WORK INSTRUCTION: Please reproduce the records below with every "positive clicks" swapped for "foreground clicks" and all else kept the same. Leave the pictures out of your answer.

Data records
- - - - -
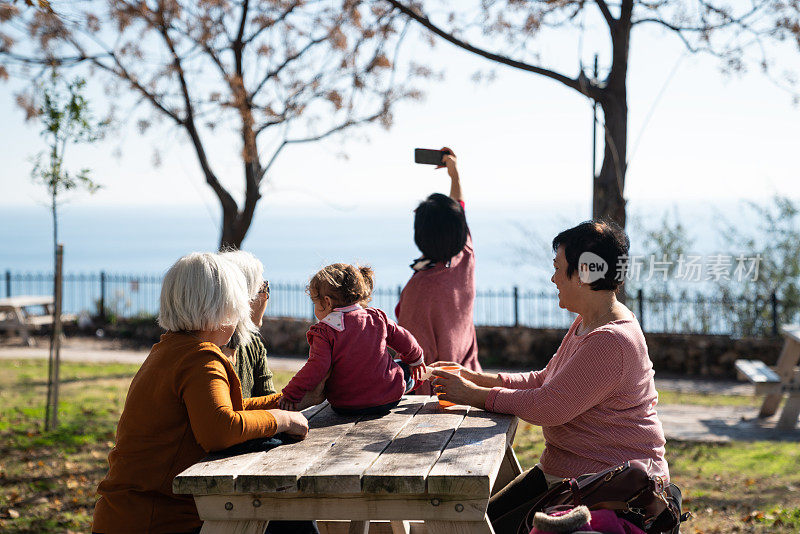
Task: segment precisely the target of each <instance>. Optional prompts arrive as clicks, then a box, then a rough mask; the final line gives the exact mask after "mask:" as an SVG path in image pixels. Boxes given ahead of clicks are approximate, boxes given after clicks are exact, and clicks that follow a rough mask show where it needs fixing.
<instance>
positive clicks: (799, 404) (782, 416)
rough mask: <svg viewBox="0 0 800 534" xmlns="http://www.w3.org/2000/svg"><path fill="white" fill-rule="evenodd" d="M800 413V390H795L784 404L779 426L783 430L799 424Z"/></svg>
mask: <svg viewBox="0 0 800 534" xmlns="http://www.w3.org/2000/svg"><path fill="white" fill-rule="evenodd" d="M799 414H800V392H797V391H793V392H792V393H790V394H789V398H788V399H786V404H784V405H783V410H782V411H781V417H780V419H778V424H777V428H779V429H781V430H792V429H794V427H795V425H796V424H797V416H798V415H799Z"/></svg>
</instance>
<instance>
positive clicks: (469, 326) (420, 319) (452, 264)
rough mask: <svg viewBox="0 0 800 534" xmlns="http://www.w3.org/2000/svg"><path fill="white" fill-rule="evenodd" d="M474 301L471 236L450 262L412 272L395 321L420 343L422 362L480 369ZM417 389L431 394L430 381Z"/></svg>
mask: <svg viewBox="0 0 800 534" xmlns="http://www.w3.org/2000/svg"><path fill="white" fill-rule="evenodd" d="M474 302H475V252H474V250H473V249H472V237H467V243H466V245H464V248H463V249H462V250H461V252H459V253H458V254H456V255H455V256H453V258H452V259H451V260H450V265H449V266H447V265H445V264H442V263H437V264H436V265H434V266H433V267H431V268H429V269H425V270H422V271H417V272H415V273H414V274H413V275H412V276H411V279H410V280H409V281H408V282H407V283H406V287H404V288H403V292H402V293H401V294H400V301H399V302H398V303H397V308H395V315H396V316H397V323H398V324H399V325H400V326H402V327H403V328H406V329H407V330H408V331H409V332H411V333H412V334H413V335H414V337H415V338H416V339H417V341H418V342H419V344H420V346H421V347H422V352H423V353H424V354H425V363H426V364H431V363H433V362H438V361H454V362H458V363H460V364H461V365H463V366H464V367H466V368H468V369H471V370H473V371H480V370H481V365H480V363H478V343H477V340H476V337H475V323H474V320H473V317H472V310H473V304H474ZM416 393H419V394H423V395H430V394H431V388H430V383H425V384H424V385H423V386H422V387H420V388H419V389H418V390H416Z"/></svg>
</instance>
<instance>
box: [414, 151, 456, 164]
mask: <svg viewBox="0 0 800 534" xmlns="http://www.w3.org/2000/svg"><path fill="white" fill-rule="evenodd" d="M447 153H448V152H447V151H446V150H431V149H428V148H415V149H414V163H420V164H422V165H440V166H441V165H444V161H443V158H444V155H445V154H447Z"/></svg>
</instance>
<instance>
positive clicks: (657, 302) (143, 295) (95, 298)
mask: <svg viewBox="0 0 800 534" xmlns="http://www.w3.org/2000/svg"><path fill="white" fill-rule="evenodd" d="M3 278H4V283H3V286H4V293H5V296H6V297H8V296H12V295H48V294H52V292H53V275H52V274H50V273H12V272H10V271H5V273H4V276H3ZM270 285H271V294H270V301H269V306H268V307H267V315H268V316H273V317H294V318H305V319H311V318H313V313H314V311H313V305H312V303H311V300H310V299H309V297H308V295H307V294H306V292H305V285H304V284H297V283H294V284H293V283H279V282H272V283H271V284H270ZM401 289H402V288H401V287H400V286H398V287H396V288H385V287H384V288H376V289H375V291H374V292H373V295H372V305H373V306H375V307H377V308H380V309H382V310H384V311H385V312H386V313H387V315H389V317H392V318H394V308H395V305H396V304H397V301H398V299H399V296H400V291H401ZM160 290H161V276H160V275H153V274H150V275H133V274H118V273H105V272H100V273H81V274H74V273H73V274H66V275H64V282H63V295H64V296H63V306H62V308H63V311H64V313H73V314H80V313H87V314H89V315H92V316H100V317H101V318H103V319H112V318H114V317H128V318H130V317H141V316H154V315H156V314H157V313H158V304H159V293H160ZM626 304H627V306H628V307H629V308H630V309H631V310H633V312H634V313H635V314H636V316H637V318H638V319H639V322H640V323H641V324H642V327H643V328H644V330H645V331H647V332H653V333H659V332H664V333H686V334H726V335H733V336H747V335H759V334H764V333H767V334H769V333H777V326H778V314H777V310H778V306H779V303H778V302H777V299H775V297H774V295H773V297H772V299H771V301H767V302H759V301H757V300H738V301H731V300H725V299H720V298H710V297H706V296H703V295H696V296H694V297H691V298H689V297H684V298H668V297H666V296H661V297H654V296H646V295H645V294H644V292H643V291H641V290H640V291H638V293H635V294H633V295H629V296H628V300H627V303H626ZM474 317H475V324H476V325H483V326H529V327H534V328H568V327H569V326H570V324H572V321H573V319H574V317H575V316H574V314H572V313H570V312H568V311H566V310H564V309H561V308H559V307H558V297H557V296H556V292H555V291H554V290H551V291H534V290H520V289H519V288H517V287H514V288H511V289H507V290H491V289H490V290H478V291H477V292H476V296H475V306H474ZM770 331H771V332H770Z"/></svg>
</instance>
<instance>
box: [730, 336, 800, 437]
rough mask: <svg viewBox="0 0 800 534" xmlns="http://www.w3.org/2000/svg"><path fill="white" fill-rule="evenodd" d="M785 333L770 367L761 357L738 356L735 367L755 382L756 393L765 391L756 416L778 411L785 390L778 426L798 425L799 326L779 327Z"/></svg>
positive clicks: (745, 377)
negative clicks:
- - - - -
OUTPUT:
Task: segment precisely the target of each <instance>. Optional prompts arrive as clicks, then a box, then a rough mask; the final line gives the exact mask after "mask:" as an SVG path in image pixels. Boxes given ahead of clicks are approximate, boxes given after clicks are exact, and clicks that follow a rough mask show where it needs fixing.
<instance>
foreground clicks: (799, 404) (782, 416)
rough mask: <svg viewBox="0 0 800 534" xmlns="http://www.w3.org/2000/svg"><path fill="white" fill-rule="evenodd" d="M800 413V390H795L784 404L779 426L783 430L799 424Z"/></svg>
mask: <svg viewBox="0 0 800 534" xmlns="http://www.w3.org/2000/svg"><path fill="white" fill-rule="evenodd" d="M799 414H800V392H797V391H793V392H792V393H790V394H789V398H788V399H786V404H784V405H783V410H782V411H781V417H780V419H778V424H777V428H779V429H781V430H792V429H794V427H795V425H796V424H797V416H798V415H799Z"/></svg>
</instance>
<instance>
foreground clicks: (469, 326) (420, 319) (452, 264)
rough mask: <svg viewBox="0 0 800 534" xmlns="http://www.w3.org/2000/svg"><path fill="white" fill-rule="evenodd" d="M474 301L471 236L450 262L412 272L395 321L420 343L422 362L480 369ZM417 389L431 394L430 381Z"/></svg>
mask: <svg viewBox="0 0 800 534" xmlns="http://www.w3.org/2000/svg"><path fill="white" fill-rule="evenodd" d="M474 302H475V252H474V250H473V249H472V237H467V243H466V245H464V248H463V249H462V250H461V252H459V253H458V254H456V255H455V256H453V258H452V259H451V260H450V265H449V266H447V265H445V264H442V263H437V264H436V265H434V266H433V267H431V268H429V269H425V270H422V271H417V272H415V273H414V274H413V275H412V276H411V279H410V280H409V281H408V282H407V283H406V287H404V288H403V292H402V293H401V294H400V301H399V302H398V303H397V308H395V315H396V316H397V323H398V324H399V325H400V326H402V327H403V328H406V329H407V330H408V331H409V332H411V333H412V334H413V335H414V337H415V338H416V339H417V341H418V342H419V344H420V346H421V347H422V352H423V353H424V354H425V363H426V364H431V363H433V362H438V361H454V362H458V363H460V364H461V365H463V366H464V367H466V368H468V369H471V370H473V371H480V370H481V365H480V363H478V343H477V340H476V337H475V323H474V320H473V317H472V310H473V304H474ZM416 393H419V394H423V395H430V394H431V388H430V383H425V384H424V385H423V386H422V387H420V388H419V389H418V390H416Z"/></svg>
</instance>
<instance>
box: [414, 151, 456, 164]
mask: <svg viewBox="0 0 800 534" xmlns="http://www.w3.org/2000/svg"><path fill="white" fill-rule="evenodd" d="M447 153H448V152H447V151H446V150H431V149H428V148H415V149H414V163H420V164H422V165H440V166H441V165H444V161H443V158H444V155H445V154H447Z"/></svg>
</instance>
<instance>
foreground clicks: (657, 302) (143, 295) (95, 298)
mask: <svg viewBox="0 0 800 534" xmlns="http://www.w3.org/2000/svg"><path fill="white" fill-rule="evenodd" d="M3 278H4V283H3V286H4V293H5V296H6V297H8V296H12V295H48V294H52V292H53V275H52V274H50V273H12V272H10V271H5V273H4V276H3ZM270 285H271V294H270V301H269V306H268V307H267V315H268V316H273V317H294V318H305V319H311V318H313V313H314V311H313V305H312V303H311V300H310V299H309V297H308V295H307V294H306V292H305V285H304V284H297V283H294V284H293V283H279V282H272V283H271V284H270ZM401 289H402V288H401V287H400V286H398V287H396V288H385V287H384V288H376V289H375V291H374V292H373V295H372V305H373V306H375V307H377V308H380V309H382V310H384V311H385V312H386V313H387V315H389V317H392V318H394V308H395V305H396V304H397V301H398V299H399V296H400V291H401ZM160 290H161V276H160V275H153V274H150V275H133V274H118V273H105V272H100V273H81V274H74V273H73V274H66V275H64V282H63V295H64V296H63V306H62V308H63V311H64V313H73V314H80V313H87V314H89V315H92V316H100V317H101V318H103V319H112V318H114V317H128V318H130V317H141V316H154V315H156V314H157V313H158V304H159V293H160ZM626 304H627V306H628V307H629V308H630V309H631V310H633V312H634V313H635V314H636V316H637V318H638V319H639V322H640V323H641V324H642V327H643V328H644V330H645V331H647V332H653V333H659V332H664V333H686V334H726V335H733V336H747V335H759V334H764V333H767V334H769V333H777V326H778V314H777V310H778V306H779V303H778V302H777V299H775V297H774V295H773V297H772V299H771V301H767V302H759V301H757V300H738V301H731V300H725V299H720V298H710V297H706V296H703V295H696V296H694V297H691V298H689V297H684V298H668V297H666V296H661V297H654V296H646V295H645V294H644V292H643V291H641V290H640V291H638V293H635V294H633V295H629V296H628V300H627V303H626ZM474 317H475V324H476V325H483V326H529V327H534V328H568V327H569V326H570V324H572V321H573V319H574V317H575V316H574V314H572V313H570V312H568V311H566V310H564V309H561V308H559V307H558V297H557V296H556V292H555V291H554V290H551V291H534V290H520V289H519V288H517V287H514V288H511V289H507V290H491V289H490V290H478V291H477V292H476V296H475V306H474ZM770 331H771V332H770Z"/></svg>
</instance>
<instance>
box: [730, 336, 800, 437]
rough mask: <svg viewBox="0 0 800 534" xmlns="http://www.w3.org/2000/svg"><path fill="white" fill-rule="evenodd" d="M785 333L770 367L761 357L738 356L735 367L755 382L756 393L765 391L756 416L778 411L785 390L778 426L798 425L799 326L779 327Z"/></svg>
foreground clicks: (745, 377)
negative clicks:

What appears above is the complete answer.